[What to work on] Rewrite the passage on Arqiva, starting with "The nature of" and going on through "Sports last year.", and swap "stable" for "steady".

======== Text section

The company hoping to lead the drive into the next generation of commercial television was around at its birth, albeit in almost unrecognisable form. Its genesis was in the Independent Television Authority (ITA), which was set up to oversee the launch of the first commercial network in the UK in 1954.

The ITA was given the task of finding the locations and building the transmission stations used by the ITV network. The transmission and engineering business was privatised under Margaret Thatcher's government, with the regulation arm split out, ultimately to form part of media watchdog Ofcom. The transmission and engineering operations went through private equity ownership before being snapped up by NTL, now Virgin Media. The business was subsequently sold to Australian infrastructure investor Macquarie Communications Infrastructure Group for £1.3bn in 2004.

It rebranded the following year as Arqiva, a name intended to evoke the arc of a bridge. "We are a connecting company; we're not a well-known consumer brand. We provide the connection between content producers and customers," Mr Bennie says. Aside from terrestrial broadcasting, Arqiva's satellite operation serves clients as far as Australia from the 45 satellite dishes at its Winchester headquarters, with operatives checking feeds in its high-tech control room.

The nature of its business, with contracts that can run for over 20 years with the established broadcasters, brings in stable revenue streams. These convinced long-term investor Canada Pension Plan to buy a Macquarie fund that brought with it a 48 per cent stake in Arqiva last year. It also helped ward off the recession that has smashed the commercial broadcasters. "Compared to many companies in the UK we're in a good position as part of our business is like a utility," Mr Bennie said. It can still get hurt if a large customer goes under, such as with the collapse of Setanta Sports last year.

Mr Bennie is a lifer at Arqiva. The Scotsman decided against going into the family farming business and moved to London in 1974 for an electronic engineering apprenticeship at the Ministry of Defence. He joined the company four years later, eventually becoming chief executive in 2005, after managing the sister business in Australia.

The biggest deal for the company during Mr Bennie's stewardship was the takeover of National Grid Wireless (NGW). It had originally been the BBC's transmission business, and provided half of the network needed to reach the entire UK. Macquarie bought the other half in 2007 for £2.5bn, and after an 18-month regulatory slog put the two together. "We've been full-on creating the new Arqiva for the past 12 months," Mr Bennie said.

================
======== Data under study

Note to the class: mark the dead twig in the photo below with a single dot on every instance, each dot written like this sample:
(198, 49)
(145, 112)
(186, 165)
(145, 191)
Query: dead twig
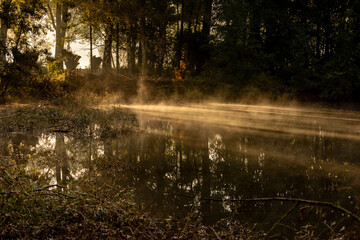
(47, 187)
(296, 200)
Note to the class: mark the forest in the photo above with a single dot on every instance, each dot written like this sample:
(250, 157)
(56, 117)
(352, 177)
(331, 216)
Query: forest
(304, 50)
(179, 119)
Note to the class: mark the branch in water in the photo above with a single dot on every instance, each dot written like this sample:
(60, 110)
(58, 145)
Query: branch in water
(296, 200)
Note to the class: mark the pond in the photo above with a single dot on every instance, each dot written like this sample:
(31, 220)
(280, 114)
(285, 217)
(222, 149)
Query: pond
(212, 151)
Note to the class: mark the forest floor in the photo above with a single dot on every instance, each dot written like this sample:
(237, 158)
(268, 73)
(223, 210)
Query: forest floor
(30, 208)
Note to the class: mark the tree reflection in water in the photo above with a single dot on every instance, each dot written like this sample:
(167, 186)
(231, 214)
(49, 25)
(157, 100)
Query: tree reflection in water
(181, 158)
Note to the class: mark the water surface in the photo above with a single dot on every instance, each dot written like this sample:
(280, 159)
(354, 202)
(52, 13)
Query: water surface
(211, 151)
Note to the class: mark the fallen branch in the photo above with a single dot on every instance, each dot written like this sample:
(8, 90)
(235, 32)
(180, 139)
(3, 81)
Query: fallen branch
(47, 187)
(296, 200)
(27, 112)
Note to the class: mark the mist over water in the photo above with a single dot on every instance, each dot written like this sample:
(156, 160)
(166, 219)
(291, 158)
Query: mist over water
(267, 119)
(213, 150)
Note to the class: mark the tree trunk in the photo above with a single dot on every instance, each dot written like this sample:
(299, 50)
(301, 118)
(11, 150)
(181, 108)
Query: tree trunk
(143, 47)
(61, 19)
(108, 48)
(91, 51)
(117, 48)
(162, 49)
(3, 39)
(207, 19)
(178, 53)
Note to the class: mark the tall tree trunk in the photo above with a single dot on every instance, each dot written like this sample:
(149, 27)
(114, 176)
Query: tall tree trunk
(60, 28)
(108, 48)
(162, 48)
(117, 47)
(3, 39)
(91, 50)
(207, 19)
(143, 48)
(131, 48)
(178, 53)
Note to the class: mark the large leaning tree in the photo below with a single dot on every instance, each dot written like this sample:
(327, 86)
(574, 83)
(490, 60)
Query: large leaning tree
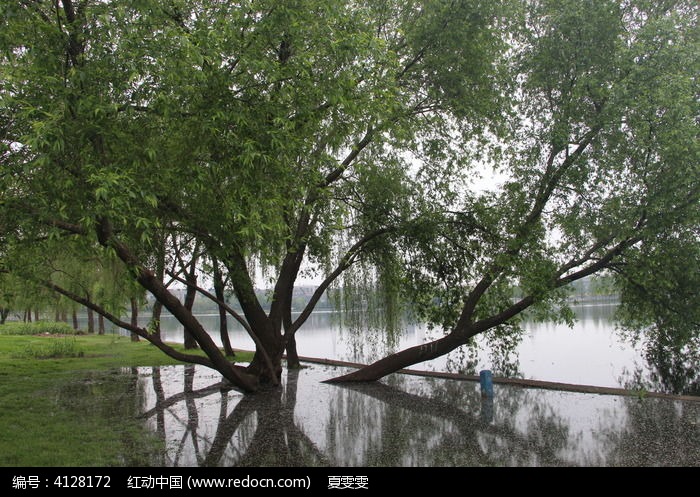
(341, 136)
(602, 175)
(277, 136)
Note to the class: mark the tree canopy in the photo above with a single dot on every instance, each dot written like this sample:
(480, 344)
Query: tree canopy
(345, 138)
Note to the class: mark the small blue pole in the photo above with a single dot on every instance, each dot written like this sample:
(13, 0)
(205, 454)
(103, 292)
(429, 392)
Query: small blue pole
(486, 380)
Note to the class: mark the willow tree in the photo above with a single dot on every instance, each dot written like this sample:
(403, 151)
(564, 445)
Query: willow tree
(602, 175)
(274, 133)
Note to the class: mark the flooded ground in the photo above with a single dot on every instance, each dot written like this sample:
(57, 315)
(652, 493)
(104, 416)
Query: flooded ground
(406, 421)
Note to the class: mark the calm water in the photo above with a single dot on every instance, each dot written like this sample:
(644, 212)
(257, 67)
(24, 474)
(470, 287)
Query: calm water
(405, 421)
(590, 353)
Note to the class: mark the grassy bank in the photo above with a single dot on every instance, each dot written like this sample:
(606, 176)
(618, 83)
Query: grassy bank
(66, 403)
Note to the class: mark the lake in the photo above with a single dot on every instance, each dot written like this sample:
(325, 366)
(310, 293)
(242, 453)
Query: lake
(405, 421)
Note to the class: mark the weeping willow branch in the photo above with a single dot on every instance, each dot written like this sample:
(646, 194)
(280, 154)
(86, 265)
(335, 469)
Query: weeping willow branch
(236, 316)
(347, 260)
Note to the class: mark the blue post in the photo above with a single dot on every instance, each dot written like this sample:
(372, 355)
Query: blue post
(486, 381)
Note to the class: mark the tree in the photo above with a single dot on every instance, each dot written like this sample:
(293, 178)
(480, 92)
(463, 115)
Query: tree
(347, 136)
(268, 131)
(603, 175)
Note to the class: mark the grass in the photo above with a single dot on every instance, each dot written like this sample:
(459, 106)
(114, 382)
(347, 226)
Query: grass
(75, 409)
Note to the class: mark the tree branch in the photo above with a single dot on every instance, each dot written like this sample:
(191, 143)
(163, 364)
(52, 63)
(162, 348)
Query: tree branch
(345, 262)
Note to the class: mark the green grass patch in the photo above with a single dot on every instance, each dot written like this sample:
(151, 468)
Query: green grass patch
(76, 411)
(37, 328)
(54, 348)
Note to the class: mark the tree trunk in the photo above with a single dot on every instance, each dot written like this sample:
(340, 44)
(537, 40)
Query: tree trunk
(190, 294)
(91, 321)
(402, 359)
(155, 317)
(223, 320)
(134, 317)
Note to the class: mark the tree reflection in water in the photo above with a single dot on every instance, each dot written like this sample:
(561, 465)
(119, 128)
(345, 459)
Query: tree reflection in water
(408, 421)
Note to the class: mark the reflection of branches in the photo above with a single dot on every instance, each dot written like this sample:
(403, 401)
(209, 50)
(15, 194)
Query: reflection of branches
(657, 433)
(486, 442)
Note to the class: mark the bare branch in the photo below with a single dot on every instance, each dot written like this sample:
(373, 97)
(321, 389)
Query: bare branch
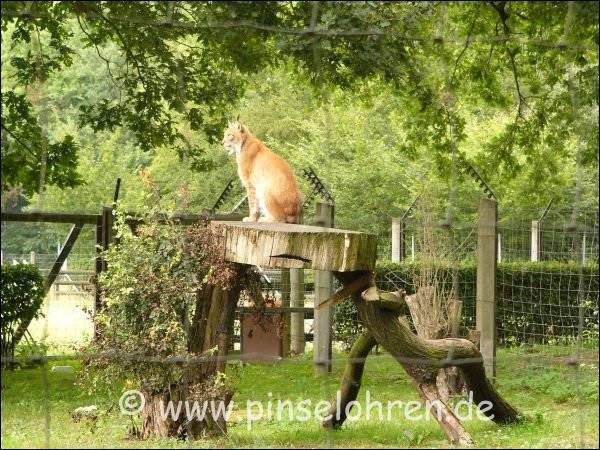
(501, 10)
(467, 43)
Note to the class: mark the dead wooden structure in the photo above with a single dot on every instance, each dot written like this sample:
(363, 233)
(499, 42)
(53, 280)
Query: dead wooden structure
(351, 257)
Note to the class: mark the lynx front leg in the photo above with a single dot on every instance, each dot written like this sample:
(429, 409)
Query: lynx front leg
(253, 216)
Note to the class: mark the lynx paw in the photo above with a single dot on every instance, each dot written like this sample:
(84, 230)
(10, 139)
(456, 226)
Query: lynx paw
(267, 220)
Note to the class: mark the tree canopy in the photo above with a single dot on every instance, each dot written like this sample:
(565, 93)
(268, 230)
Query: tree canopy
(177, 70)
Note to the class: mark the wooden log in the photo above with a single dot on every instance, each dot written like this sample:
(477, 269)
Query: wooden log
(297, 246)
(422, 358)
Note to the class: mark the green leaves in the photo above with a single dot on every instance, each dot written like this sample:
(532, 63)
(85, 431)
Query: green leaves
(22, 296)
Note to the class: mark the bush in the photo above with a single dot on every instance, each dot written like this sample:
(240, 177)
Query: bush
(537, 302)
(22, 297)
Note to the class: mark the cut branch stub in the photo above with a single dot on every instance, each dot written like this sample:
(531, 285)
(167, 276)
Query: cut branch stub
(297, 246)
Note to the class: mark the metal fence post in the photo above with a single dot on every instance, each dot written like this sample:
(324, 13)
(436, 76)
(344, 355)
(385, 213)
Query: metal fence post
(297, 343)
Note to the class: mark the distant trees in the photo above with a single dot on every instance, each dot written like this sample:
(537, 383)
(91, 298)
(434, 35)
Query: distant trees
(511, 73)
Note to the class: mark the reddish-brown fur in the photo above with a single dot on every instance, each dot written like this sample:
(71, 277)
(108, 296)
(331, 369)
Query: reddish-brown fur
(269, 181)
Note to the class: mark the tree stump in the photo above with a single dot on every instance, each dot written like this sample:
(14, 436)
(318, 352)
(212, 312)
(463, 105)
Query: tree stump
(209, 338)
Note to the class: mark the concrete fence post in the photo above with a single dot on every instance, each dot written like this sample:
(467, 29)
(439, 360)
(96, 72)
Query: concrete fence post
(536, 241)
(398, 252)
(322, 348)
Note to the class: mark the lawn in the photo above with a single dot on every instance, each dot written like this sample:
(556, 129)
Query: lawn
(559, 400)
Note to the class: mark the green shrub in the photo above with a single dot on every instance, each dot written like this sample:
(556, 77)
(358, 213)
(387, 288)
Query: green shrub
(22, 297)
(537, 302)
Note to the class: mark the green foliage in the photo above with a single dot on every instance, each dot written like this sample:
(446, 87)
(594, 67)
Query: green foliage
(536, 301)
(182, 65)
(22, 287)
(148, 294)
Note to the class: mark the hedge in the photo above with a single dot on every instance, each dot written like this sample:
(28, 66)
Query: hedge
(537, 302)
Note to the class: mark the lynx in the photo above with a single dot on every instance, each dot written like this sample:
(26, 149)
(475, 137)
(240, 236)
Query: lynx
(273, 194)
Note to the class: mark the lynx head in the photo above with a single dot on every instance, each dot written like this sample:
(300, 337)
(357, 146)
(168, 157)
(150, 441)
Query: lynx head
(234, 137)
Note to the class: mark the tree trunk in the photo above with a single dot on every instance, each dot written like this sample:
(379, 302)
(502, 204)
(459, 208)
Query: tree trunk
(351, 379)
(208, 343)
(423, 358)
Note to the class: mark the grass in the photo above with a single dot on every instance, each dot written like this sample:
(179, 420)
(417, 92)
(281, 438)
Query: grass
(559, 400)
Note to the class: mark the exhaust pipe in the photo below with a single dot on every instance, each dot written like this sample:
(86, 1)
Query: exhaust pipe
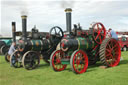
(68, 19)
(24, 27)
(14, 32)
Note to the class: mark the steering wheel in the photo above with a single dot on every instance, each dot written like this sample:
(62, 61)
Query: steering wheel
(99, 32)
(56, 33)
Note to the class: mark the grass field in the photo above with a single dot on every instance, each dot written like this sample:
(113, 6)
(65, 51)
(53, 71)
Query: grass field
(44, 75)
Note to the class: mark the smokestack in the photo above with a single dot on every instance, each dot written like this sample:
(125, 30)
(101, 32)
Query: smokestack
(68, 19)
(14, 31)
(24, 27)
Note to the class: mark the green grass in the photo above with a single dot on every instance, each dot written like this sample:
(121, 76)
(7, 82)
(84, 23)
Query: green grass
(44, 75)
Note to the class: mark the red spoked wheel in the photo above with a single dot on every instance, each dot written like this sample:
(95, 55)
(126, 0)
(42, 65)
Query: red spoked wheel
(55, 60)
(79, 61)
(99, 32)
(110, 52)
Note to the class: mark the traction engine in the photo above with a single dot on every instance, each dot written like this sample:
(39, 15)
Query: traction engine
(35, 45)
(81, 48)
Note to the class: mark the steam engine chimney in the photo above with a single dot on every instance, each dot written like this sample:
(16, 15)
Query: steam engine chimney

================

[Solution to this exercise]
The nature of its business, with contracts that can run for over 20 years with the established broadcasters, brings in steady revenue streams. These convinced long-term investor Canada Pension Plan to buy a Macquarie fund that brought with it a 48 per cent stake in Arqiva last year. It also helped ward off the recession that has smashed the commercial broadcasters. "Compared to many companies in the UK we're in a good position as part of our business is like a utility," Mr Bennie said. It can still get hurt if a large customer goes under, such as with the collapse of Setanta Sports last year.